**Direction:** Produce an exact copy of all the records.

*** Available data

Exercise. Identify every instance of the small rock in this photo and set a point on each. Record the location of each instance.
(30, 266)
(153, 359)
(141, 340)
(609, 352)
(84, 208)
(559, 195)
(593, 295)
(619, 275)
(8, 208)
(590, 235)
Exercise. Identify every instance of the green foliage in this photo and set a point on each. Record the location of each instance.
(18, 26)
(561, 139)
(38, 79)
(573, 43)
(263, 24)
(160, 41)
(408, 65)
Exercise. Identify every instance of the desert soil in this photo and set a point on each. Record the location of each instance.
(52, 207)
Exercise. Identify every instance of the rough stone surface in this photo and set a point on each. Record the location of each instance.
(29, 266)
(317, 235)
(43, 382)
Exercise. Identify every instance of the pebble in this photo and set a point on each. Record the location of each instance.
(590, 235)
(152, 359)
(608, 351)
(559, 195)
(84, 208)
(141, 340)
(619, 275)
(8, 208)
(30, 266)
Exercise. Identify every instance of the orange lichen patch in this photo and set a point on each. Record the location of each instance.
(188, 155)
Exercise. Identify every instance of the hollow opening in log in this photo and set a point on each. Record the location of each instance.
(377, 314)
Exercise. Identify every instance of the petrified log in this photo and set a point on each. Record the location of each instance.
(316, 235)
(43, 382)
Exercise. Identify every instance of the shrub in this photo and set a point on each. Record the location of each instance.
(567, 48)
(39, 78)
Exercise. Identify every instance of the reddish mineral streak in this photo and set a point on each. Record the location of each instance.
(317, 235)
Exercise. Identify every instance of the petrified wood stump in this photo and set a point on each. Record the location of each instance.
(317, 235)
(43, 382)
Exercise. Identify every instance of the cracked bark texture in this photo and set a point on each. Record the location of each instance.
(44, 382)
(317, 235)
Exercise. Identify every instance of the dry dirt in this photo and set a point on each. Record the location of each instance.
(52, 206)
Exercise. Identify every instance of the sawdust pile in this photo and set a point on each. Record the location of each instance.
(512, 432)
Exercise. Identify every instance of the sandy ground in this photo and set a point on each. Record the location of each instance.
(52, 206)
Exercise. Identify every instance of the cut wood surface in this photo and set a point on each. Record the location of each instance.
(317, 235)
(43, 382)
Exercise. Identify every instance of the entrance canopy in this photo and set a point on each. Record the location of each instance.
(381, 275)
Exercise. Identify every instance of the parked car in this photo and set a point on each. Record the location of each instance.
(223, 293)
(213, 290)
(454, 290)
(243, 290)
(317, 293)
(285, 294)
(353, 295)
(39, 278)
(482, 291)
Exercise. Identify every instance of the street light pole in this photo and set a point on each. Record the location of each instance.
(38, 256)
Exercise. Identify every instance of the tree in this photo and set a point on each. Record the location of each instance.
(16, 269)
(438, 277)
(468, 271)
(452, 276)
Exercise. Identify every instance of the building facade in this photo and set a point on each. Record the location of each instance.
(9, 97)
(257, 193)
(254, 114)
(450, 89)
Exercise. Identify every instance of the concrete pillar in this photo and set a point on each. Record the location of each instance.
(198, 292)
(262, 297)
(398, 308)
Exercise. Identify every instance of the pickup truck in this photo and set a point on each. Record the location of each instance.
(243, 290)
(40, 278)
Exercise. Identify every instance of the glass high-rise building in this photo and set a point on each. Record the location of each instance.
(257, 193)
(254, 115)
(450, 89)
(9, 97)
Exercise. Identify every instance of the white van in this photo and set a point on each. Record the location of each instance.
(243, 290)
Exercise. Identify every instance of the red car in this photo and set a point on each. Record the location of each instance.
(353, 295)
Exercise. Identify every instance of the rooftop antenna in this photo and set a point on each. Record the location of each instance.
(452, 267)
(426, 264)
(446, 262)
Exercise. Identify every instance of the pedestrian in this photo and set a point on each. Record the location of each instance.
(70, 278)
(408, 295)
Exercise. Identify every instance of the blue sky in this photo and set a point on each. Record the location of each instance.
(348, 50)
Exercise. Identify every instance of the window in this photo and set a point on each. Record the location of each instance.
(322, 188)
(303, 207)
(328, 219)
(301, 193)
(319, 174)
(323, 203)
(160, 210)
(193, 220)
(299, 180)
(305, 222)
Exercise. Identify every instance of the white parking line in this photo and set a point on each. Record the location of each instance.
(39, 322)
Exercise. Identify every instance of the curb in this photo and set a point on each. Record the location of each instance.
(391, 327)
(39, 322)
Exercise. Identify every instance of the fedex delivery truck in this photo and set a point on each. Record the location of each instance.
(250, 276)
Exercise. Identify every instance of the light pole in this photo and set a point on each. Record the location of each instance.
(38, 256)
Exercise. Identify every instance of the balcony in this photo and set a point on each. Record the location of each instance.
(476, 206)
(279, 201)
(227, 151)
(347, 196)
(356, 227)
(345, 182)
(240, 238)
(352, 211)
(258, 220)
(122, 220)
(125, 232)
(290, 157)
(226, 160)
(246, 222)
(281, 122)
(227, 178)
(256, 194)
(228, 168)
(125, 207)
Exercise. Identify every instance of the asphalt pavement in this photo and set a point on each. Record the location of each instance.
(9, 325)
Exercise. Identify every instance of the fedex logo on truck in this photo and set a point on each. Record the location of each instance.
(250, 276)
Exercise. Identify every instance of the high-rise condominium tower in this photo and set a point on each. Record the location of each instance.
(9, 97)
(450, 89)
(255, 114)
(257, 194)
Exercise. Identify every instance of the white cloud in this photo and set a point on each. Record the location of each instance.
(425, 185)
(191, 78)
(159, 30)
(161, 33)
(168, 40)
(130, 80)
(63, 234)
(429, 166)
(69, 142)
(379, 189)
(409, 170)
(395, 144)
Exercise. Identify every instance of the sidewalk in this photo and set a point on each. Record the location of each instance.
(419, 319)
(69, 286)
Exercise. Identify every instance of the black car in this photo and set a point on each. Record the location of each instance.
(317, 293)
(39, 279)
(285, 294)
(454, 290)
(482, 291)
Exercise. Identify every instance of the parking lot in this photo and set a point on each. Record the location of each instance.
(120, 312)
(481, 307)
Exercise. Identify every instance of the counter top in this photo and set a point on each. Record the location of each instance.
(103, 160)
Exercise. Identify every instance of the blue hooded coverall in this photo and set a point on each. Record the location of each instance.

******

**Output for this task:**
Exercise. Identify every instance of the small rock in this photo and set a point on each. Record the location of each instance.
(30, 266)
(153, 359)
(141, 340)
(609, 352)
(84, 208)
(559, 195)
(593, 295)
(619, 275)
(8, 208)
(590, 235)
Exercise. Identify every instance of the green foliage in this photo and set a point on each. Record the location of each instance.
(18, 26)
(561, 139)
(38, 79)
(573, 43)
(263, 24)
(160, 41)
(408, 65)
Exercise. Identify every instance of the desert soil in this photo and set a point on each. Record the location of each instance.
(52, 207)
Exercise. Identify every instance of the rough stone surface in this photo and set a point on each. Record the location of each instance.
(29, 266)
(317, 235)
(43, 382)
Exercise. Identify every instance of the pebble in this photo and set a point on each. Record the location of each instance.
(590, 235)
(152, 359)
(608, 351)
(559, 195)
(84, 208)
(141, 340)
(619, 275)
(8, 208)
(30, 266)
Exercise. Identify every instance of the orange lichen patch in this photo and set a point on each. Record the location of each instance.
(188, 155)
Exercise. Identify every instance of the hollow opening in log in this photo and set a point on each. Record the location of each instance.
(377, 314)
Exercise. Identify every instance of the petrified log in this photo and set a point on each. Record the location of each instance.
(316, 235)
(43, 382)
Exercise. Identify every instance of the shrub in this photo and set a point on each. Record the location of each instance.
(567, 48)
(39, 78)
Exercise. Identify every instance of the reddish mineral streak in this photo and set a point on each. Record the location of each instance.
(317, 235)
Exercise. Identify every instance of the petrified wood stump in this photo and set a point on each. Record the location of each instance.
(317, 235)
(43, 382)
Exercise. Identify every instance of the cracked bark texture in this photo and set a point on each. Record the location of each instance.
(44, 382)
(317, 235)
Exercise. Identify every instance of the dry dirt in this photo and set a point on each. Record the location of each instance.
(52, 206)
Exercise. Identify every instance of the sawdust pile in this photo and set a point on each. Record the location of each instance.
(512, 432)
Exercise. Identify every instance of the sandy ground in this photo and set a point on each. Record the location of each instance.
(52, 206)
Exercise. Identify every instance of the cut wood surface in this photo and set a point on each. Record the location of each instance.
(317, 235)
(43, 382)
Exercise. Identify every instance of the entrance canopy in this photo and set a point on each. Record the location of each instance.
(381, 275)
Exercise. Identify every instance of the parked car in this photo and set a point on each. Record the location of each instance.
(223, 293)
(213, 290)
(454, 290)
(243, 290)
(317, 293)
(285, 294)
(353, 295)
(39, 278)
(482, 291)
Exercise. Identify every instance of the street light pole in this photo and set a point on each. Record the location of each instance.
(38, 256)
Exercise. Identify every instance of the tree in this photo and set a point on each. Record the location of each instance.
(16, 269)
(438, 277)
(468, 271)
(452, 276)
Exercise. Identify every instance of the building facade in this photo and set a point on each. Record the location of each instance.
(9, 97)
(257, 193)
(254, 114)
(450, 89)
Exercise. Identify every instance of the concrete pillar in this photo and set a point on each. Record the location of each instance.
(198, 292)
(262, 297)
(398, 308)
Exercise. Identify every instance of the pickup truck in this photo and set a point on each. Record the location of each instance.
(243, 290)
(40, 278)
Exercise. Identify every instance of the glass high-rise building in this photo and set a point on each. Record the location of each instance.
(257, 193)
(254, 115)
(450, 89)
(9, 97)
Exercise. Identify every instance of the white van in this photo and set a point on each. Record the location of each instance.
(243, 290)
Exercise. Identify every instance of the red car in this photo and set a point on each. Record the location of each instance.
(353, 295)
Exercise. Identify every instance of the rooftop antenna in this photo and set a point on each. Record the location of each instance.
(452, 267)
(426, 264)
(446, 262)
Exercise. Identify every instance of the pedestrian in this photo and set a point on each. Record the location of each instance.
(70, 278)
(408, 295)
Exercise. Identify every instance of the blue sky in this photo and set a point on each. Record the location of each instance.
(348, 50)
Exercise. Identify every instance of the window in this photo and set a point on each. Record the location of each instance.
(322, 188)
(303, 207)
(328, 219)
(301, 193)
(319, 174)
(323, 203)
(160, 210)
(193, 220)
(299, 180)
(305, 222)
Exercise. Identify every instance of the white parking line in this photo and set a point on each. Record the location of each instance.
(39, 322)
Exercise. Identify every instance of the curb in this photo and set a point on each. Record the location of each instance.
(391, 327)
(39, 322)
Exercise. Identify every instance of the fedex delivery truck in this photo and set a point on each. Record the location of each instance.
(250, 276)
Exercise. Identify every instance of the light pole in this photo and set a point on each. Record the location of each instance.
(38, 256)
Exercise. Identify every instance of the balcony in this photo and set a point on each. Record the location of each instance.
(476, 206)
(279, 201)
(227, 151)
(347, 196)
(356, 227)
(345, 182)
(240, 238)
(352, 211)
(258, 220)
(122, 220)
(125, 232)
(290, 157)
(226, 160)
(246, 222)
(281, 122)
(227, 178)
(256, 194)
(228, 168)
(125, 207)
Exercise. Identify every instance of the asphalt pavement in this photo and set a point on each. Record the location of each instance.
(9, 325)
Exercise. Identify every instance of the fedex logo on truck in this photo and set a point on each. Record the location of each instance.
(250, 276)
Exercise. Identify every instance of the high-rise condominium tower in this photo and set a point on each. Record the location of each instance.
(9, 97)
(450, 89)
(255, 114)
(257, 194)
Exercise. Identify every instance of the white cloud in this photo and set a point on each. Record the location of each instance.
(425, 185)
(191, 78)
(159, 30)
(161, 33)
(168, 40)
(130, 80)
(63, 234)
(429, 166)
(69, 142)
(379, 189)
(409, 170)
(395, 144)
Exercise. Identify every instance of the sidewalk in this photo and set a point on each. Record the location of each instance.
(419, 319)
(69, 286)
Exercise. Identify every instance of the black car in this photo and set a point on each. Record the location of each instance.
(317, 293)
(39, 279)
(285, 294)
(454, 290)
(482, 291)
Exercise. Identify every instance of the parking lot in this photo and set a point on each. Record the location of each instance.
(120, 312)
(481, 307)
Exercise. Identify every instance of the counter top in this photo and set a point on each. Record the location of each instance.
(103, 160)
Exercise. Identify every instance of the blue hooded coverall in this photo and set a point on each. Record the location of each instance.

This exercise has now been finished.